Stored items
■ ■ ■ ■ ■

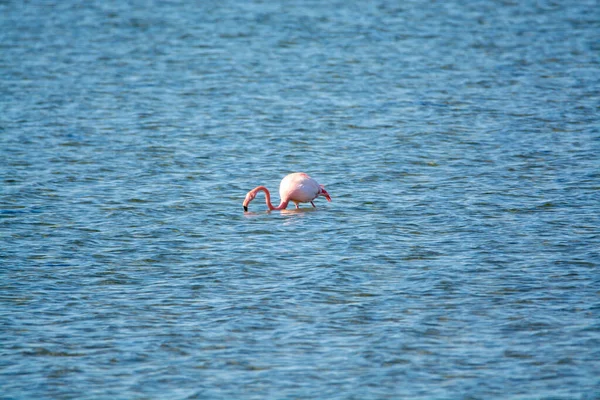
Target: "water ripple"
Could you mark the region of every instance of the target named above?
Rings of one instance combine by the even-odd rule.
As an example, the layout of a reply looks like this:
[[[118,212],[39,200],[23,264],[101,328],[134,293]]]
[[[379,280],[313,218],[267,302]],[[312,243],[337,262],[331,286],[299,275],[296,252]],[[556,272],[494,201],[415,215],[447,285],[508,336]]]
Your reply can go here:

■ ■ ■ ■ ■

Take each line above that holds the string "instance" and copy it.

Written response
Could you mark the region of every instance of the target named above?
Rings of one instance combine by the even-odd rule.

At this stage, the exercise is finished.